I had been reducing my Gaberpentin......and Doc says put it back up again ....
I keep hoping it will go all this pain and stuff.......maybe one day eh?
It makes me feel worthless and useless as im now on sick as well....
Glad ive found you people and i will try and make the most of this site.
Im new to this forum thing, but i know its better than sitting in a dark room on my own
Thankyou light and love to you all....0 -
Hi Kingarthur
You are still in the Hello Thread.
Why not come onto the Forums and post. You will find more peeps will see you.
You should not feel worthless, I understand why but please don't feel that way.
You have Arthritis, that is your problem, and that is not your fault.
I would ask the doctor before cutting your Gaberpentin down as you may not be doing the right thing. The meds are given to you to help with the pain. They seem to be helping you, but if you cut them down the pain can come back again.

- RECORD SET

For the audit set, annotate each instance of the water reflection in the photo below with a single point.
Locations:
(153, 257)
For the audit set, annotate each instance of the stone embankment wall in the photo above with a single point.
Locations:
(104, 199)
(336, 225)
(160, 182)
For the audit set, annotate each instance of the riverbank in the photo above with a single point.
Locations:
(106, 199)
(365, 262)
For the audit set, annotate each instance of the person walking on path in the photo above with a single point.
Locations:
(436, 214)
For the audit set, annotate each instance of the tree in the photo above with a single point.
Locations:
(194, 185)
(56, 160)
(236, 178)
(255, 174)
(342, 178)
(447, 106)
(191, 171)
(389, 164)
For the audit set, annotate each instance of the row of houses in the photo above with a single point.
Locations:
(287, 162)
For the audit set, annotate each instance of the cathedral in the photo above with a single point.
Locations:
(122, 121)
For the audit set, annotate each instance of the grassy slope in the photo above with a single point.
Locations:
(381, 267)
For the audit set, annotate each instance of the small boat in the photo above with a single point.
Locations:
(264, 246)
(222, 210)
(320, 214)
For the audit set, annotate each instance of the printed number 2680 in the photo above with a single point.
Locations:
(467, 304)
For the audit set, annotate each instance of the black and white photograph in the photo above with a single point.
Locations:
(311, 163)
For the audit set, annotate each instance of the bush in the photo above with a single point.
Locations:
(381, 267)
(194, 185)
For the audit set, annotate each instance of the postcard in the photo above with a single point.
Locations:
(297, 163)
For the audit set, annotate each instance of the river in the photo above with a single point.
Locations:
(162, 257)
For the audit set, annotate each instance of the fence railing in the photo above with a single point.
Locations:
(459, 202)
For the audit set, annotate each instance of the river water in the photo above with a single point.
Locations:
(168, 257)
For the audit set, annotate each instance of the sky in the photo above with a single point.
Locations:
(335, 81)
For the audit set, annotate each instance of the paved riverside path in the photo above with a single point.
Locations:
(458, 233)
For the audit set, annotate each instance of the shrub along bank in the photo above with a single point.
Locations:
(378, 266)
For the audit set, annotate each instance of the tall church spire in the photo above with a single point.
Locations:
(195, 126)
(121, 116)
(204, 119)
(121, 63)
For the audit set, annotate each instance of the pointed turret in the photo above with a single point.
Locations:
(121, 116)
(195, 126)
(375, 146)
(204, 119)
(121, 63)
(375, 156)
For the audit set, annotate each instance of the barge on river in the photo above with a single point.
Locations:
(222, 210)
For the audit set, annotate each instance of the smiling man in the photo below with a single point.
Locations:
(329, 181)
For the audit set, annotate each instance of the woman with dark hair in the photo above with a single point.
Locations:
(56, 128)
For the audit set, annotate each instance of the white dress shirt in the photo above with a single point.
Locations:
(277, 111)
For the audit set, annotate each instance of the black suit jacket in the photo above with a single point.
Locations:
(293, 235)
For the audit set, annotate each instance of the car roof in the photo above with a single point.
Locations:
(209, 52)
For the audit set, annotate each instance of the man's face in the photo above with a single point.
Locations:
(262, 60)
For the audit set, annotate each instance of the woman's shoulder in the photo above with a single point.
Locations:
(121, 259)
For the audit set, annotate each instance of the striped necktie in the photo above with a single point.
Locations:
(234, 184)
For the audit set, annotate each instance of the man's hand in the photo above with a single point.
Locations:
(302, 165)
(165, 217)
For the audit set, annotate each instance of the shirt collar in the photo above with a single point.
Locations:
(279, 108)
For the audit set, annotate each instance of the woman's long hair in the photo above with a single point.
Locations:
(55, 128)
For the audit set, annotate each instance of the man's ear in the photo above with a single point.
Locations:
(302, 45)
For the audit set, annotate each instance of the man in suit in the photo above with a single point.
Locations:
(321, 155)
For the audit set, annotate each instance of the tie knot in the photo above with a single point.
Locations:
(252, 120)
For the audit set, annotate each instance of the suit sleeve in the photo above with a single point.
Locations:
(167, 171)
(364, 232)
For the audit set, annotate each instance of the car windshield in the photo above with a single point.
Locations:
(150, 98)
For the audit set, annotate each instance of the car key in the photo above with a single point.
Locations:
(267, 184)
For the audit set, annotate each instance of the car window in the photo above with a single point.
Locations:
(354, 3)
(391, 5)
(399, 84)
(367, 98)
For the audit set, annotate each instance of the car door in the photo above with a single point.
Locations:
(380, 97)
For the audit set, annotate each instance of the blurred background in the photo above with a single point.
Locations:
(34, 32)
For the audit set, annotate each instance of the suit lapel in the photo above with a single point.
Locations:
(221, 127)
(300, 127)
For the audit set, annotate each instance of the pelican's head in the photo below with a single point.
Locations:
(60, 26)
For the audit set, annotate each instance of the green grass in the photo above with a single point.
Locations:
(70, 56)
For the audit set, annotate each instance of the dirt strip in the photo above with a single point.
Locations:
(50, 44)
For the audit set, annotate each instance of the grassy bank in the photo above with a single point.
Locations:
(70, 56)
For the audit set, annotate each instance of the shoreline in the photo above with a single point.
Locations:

- PROBLEMS TO WORK ON
(1) In the forum thread about arthritis pain, what did the doctor tell the first poster to do with the Gaberpentin?
(2) Write a continuation of the forum thread about arthritis pain, starting right after its last sentence.

- EXERCISE RESPONSES
(1) Put it back up again.

(2)
Come and join us in the other Forums. It will help you feel better also help you know that you are not alone and most certainly not worthless.
Trisher0 -
hi kingarthur
welcome from me come along to the cafe for agood cupper and a nice cake or a butty of choice always a warm welcome xxxxI know i am a lady ,all life is a journey xx MAY xx0 -
Hello Kingarthur.
Well, it looks like you will finally kill that dragon with coming on to the Arthritis Care.
As Trishia has said, you need some help with your medication before you decide to cut down on them. You need to see a dr or your rheumatolgist asap - get a referral to a pain clinic.
I recently had all your back and neck problems and if it is wear and tear and trapped nerves then there are ways to help you improve .
Pop over to the Living with Arthritis site and see how many other people suffer the same and I can tell you what I have done to help myself.